The exercise – Pull out every line in the records below that contains the word "soil", and list each one on its own line.

Items –
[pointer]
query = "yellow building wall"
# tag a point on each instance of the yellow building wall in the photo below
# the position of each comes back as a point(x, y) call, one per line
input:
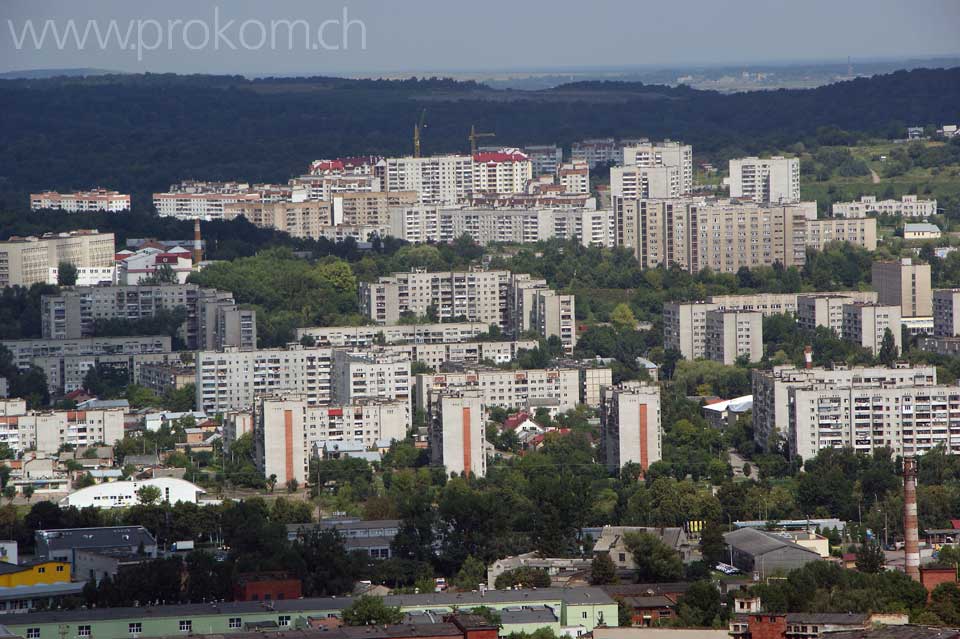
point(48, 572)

==

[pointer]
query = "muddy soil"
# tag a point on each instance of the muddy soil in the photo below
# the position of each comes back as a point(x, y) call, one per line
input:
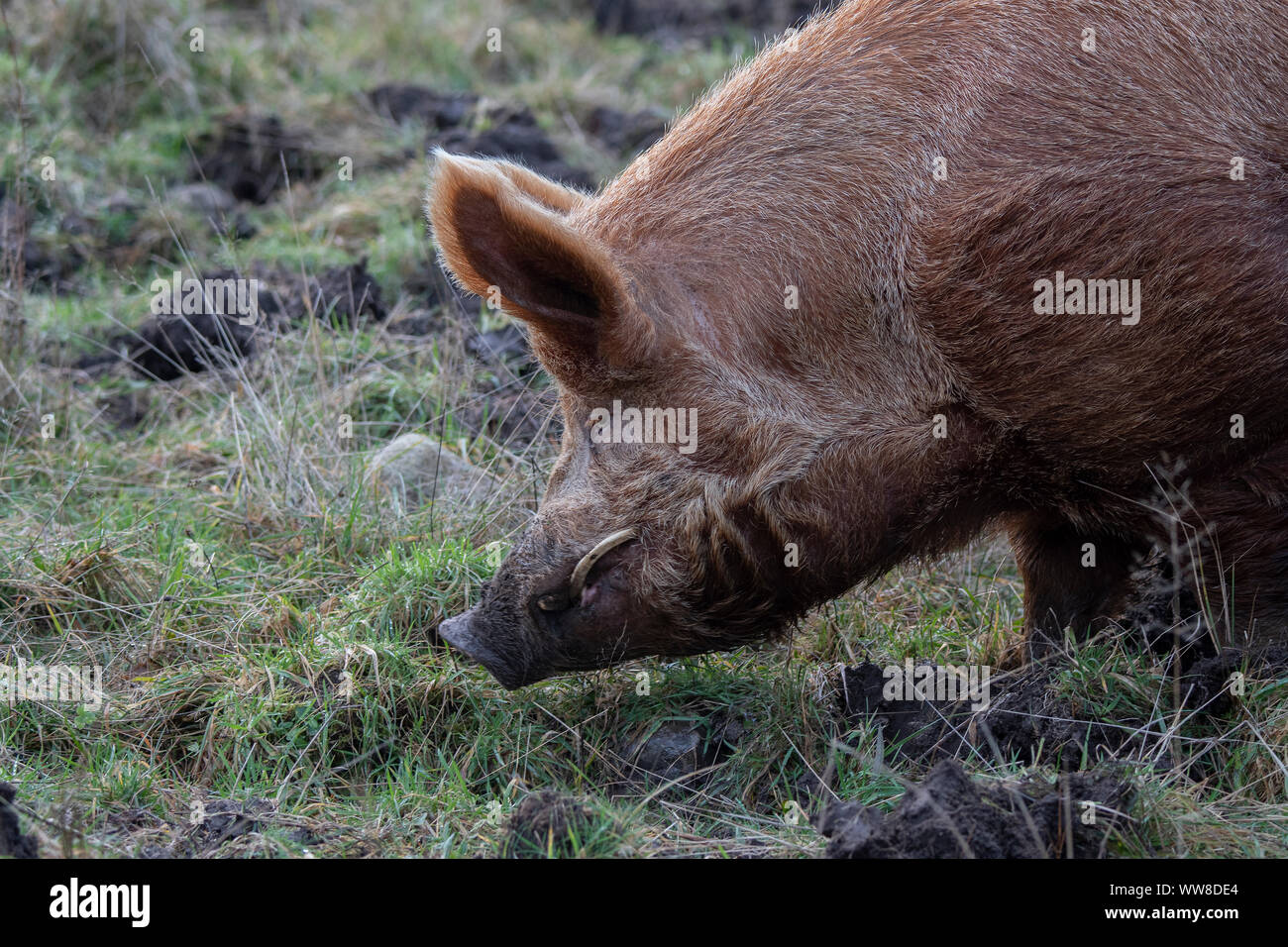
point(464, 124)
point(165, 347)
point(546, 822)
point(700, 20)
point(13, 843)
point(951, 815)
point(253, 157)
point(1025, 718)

...

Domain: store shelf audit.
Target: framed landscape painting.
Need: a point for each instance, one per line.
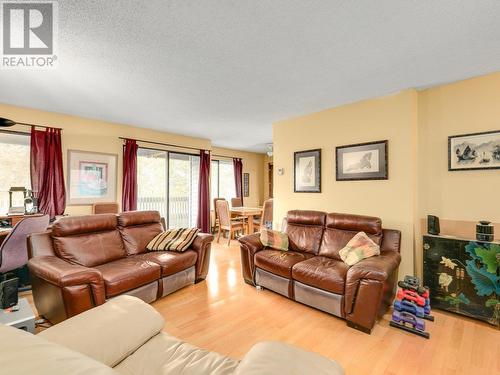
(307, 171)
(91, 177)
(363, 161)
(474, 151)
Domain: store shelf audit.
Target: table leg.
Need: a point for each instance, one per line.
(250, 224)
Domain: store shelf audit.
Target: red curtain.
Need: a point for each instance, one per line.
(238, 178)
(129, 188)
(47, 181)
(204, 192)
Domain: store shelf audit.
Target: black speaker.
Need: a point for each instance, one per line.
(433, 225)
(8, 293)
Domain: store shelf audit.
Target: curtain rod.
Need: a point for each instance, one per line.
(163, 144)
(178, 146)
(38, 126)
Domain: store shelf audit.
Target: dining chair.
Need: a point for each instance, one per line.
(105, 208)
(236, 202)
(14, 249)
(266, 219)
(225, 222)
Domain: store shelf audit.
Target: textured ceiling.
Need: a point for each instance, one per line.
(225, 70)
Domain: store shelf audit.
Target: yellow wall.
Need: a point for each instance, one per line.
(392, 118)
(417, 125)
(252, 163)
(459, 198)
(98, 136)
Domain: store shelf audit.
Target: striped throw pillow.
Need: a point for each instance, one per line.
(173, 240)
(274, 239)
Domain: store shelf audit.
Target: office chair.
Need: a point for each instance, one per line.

Written reply –
query = "muddy soil"
# tag a point on each instance of the muddy soil in the photo below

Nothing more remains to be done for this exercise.